### 演習課題 1
下の一覧を絞り込み、文字列「windshield」を含む行をすべて書き写すこと。

産経ニュース 2024年8月11日 21時0分

宮崎県で震度6弱を観測した地震で、南海トラフ地震の臨時情報(巨大地震注意)が初めて発表され、東日本でも遊泳禁止措置を取る海水浴場が出るなどしている。実害がない中で事業者や観光客の手探りの対応が続くが、〝その〟時には、どうすればよいのか。津波被害が予想される神奈川県の人気観光地の鎌倉や湘南エリアで「実情」や「対策」を探った。

「怖いけど、危機感は薄い」

お盆休みのまっただ中となる11日は好天に恵まれ、JR鎌倉駅は観光客らであふれ、普段通りの様相を呈していた。しかし、鎌倉駅周辺は海から続く低地に位置。大地震が発生すれば駅前まで津波が襲う。観光で訪れた50代の夫婦は「地震は怖いのは怖いけど、危機感は薄い」と話す。

«鎌倉市によると、南海トラフでは最大10メートルの津波が来るとされ、到達時間は34分。震源が違う別の地震では到達まで8分という想定もある。車では渋滞に巻き込まれる恐れもあるため避難の鉄則は「徒歩」。市は、観光客らを海抜の高い場所に誘導するため看板や路上に「津波避難経路」を掲げている»

### 演習課題 2
上の鎌倉の津波対策に関する記事のうち、「産経ニュース 2024年8月11日 21時0分」で始まり「湘南エリアで「実情」や「対策」を探った。」で終わる部分を、一字も変えずに打ち直すこと。

(保存済み項目)
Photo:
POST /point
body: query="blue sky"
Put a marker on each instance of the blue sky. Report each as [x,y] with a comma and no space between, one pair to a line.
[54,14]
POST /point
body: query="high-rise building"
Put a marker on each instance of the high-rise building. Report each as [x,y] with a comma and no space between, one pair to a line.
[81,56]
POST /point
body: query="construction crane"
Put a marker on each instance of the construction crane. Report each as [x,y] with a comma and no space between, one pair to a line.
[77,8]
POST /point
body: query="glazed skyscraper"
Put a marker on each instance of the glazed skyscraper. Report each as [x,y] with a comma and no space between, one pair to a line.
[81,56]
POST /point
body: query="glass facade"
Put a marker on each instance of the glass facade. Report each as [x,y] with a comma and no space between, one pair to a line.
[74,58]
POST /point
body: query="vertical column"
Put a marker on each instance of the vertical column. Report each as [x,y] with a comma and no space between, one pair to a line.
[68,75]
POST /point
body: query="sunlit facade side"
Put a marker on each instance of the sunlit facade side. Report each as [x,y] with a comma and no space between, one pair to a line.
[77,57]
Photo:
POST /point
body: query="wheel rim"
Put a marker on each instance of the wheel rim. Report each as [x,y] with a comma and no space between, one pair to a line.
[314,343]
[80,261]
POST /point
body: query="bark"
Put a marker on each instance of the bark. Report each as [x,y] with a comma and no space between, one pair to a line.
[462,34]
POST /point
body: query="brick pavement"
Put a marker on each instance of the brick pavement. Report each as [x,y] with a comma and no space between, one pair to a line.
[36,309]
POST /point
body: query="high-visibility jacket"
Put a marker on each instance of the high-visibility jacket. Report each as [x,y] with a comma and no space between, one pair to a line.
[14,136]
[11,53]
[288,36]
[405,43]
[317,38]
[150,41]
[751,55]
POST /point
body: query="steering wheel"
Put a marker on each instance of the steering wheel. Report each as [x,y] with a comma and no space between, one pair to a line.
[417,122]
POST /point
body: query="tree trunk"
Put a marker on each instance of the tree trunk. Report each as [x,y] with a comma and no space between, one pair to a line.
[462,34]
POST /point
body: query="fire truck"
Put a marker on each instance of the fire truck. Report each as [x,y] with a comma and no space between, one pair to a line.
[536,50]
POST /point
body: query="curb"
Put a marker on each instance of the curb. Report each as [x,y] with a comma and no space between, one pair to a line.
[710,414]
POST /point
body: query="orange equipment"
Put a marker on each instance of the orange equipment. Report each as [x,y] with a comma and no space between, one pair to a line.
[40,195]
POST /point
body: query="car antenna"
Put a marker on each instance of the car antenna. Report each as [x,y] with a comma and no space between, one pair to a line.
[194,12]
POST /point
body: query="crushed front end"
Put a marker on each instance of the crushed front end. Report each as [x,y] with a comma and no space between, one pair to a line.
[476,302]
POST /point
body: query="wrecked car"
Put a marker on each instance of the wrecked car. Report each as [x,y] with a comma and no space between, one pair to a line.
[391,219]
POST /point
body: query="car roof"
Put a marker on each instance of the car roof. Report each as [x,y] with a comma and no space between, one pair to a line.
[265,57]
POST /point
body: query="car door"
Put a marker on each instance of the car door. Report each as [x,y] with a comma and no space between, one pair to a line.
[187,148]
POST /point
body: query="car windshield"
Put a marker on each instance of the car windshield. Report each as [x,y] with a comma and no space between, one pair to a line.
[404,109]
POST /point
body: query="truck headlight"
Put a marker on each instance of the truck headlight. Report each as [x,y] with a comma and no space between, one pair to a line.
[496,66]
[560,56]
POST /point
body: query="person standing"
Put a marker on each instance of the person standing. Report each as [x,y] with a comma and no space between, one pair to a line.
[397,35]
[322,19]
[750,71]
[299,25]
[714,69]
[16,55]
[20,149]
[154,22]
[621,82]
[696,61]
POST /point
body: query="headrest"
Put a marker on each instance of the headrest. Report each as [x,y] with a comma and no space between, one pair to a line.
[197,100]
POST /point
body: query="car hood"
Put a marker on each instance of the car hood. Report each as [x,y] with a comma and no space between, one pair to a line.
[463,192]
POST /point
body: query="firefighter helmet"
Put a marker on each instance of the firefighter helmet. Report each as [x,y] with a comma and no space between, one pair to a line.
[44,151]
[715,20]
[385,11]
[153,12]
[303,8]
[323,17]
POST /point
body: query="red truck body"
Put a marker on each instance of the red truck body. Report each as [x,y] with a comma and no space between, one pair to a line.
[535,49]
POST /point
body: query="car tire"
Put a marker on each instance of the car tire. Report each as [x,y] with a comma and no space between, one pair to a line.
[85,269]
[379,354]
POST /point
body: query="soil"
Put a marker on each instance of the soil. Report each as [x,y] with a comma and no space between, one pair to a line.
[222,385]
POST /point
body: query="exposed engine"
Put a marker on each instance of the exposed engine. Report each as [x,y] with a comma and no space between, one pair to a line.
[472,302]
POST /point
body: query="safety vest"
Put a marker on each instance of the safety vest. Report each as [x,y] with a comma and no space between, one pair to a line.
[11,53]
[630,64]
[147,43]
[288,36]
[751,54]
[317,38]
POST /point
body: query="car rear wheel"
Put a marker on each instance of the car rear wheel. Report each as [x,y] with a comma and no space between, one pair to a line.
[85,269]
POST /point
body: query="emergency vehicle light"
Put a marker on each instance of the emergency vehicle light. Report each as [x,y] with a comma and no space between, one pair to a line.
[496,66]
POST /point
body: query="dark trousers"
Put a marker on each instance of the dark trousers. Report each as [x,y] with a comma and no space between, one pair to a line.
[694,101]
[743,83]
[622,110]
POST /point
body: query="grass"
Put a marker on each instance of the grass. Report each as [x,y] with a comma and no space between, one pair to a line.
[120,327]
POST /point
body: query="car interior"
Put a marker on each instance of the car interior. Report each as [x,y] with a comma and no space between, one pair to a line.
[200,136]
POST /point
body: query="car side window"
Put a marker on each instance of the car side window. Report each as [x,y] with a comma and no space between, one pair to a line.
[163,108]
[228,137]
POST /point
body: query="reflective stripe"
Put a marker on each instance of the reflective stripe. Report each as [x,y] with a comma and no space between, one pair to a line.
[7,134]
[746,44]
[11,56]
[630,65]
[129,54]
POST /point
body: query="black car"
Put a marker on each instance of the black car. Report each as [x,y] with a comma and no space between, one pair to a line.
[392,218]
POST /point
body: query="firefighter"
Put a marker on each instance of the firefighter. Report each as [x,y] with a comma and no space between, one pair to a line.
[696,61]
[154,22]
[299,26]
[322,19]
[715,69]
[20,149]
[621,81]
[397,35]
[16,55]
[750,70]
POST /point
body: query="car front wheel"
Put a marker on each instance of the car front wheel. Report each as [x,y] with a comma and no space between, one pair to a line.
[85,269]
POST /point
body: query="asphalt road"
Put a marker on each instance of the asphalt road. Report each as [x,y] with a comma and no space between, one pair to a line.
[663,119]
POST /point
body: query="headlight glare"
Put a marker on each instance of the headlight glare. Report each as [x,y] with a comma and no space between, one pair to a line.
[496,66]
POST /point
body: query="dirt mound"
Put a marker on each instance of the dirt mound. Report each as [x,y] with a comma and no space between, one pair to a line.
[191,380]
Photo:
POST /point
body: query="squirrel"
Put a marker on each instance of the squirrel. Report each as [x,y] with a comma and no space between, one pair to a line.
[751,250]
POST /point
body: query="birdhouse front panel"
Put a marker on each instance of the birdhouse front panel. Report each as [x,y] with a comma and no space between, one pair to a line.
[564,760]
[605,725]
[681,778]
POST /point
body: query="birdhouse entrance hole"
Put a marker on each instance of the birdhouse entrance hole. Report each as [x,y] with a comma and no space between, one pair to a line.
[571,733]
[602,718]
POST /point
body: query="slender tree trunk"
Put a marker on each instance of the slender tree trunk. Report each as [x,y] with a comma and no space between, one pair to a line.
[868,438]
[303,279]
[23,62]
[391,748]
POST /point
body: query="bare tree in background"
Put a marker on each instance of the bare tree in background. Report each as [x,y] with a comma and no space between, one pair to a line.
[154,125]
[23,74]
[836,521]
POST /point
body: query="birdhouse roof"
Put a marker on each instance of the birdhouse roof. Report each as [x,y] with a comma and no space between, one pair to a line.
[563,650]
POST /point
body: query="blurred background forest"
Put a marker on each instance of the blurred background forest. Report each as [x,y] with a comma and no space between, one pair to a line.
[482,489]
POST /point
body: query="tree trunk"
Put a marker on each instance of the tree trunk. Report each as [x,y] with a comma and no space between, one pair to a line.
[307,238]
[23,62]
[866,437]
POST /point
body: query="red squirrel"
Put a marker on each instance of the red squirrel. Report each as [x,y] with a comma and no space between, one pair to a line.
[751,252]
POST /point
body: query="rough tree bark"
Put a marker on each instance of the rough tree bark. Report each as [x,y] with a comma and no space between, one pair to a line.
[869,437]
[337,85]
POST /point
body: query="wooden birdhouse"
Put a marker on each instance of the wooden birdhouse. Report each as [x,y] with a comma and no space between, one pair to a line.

### 解答全文 1
body: query="car windshield"
Put a marker on each instance of the car windshield. Report each as [x,y] with a comma and no space between, one pair to a line.

### 解答全文 2
産経ニュース 2024年8月11日 21時0分

宮崎県で震度6弱を観測した地震で、南海トラフ地震の臨時情報(巨大地震注意)が初めて発表され、東日本でも遊泳禁止措置を取る海水浴場が出るなどしている。実害がない中で事業者や観光客の手探りの対応が続くが、〝その〟時には、どうすればよいのか。津波被害が予想される神奈川県の人気観光地の鎌倉や湘南エリアで「実情」や「対策」を探った。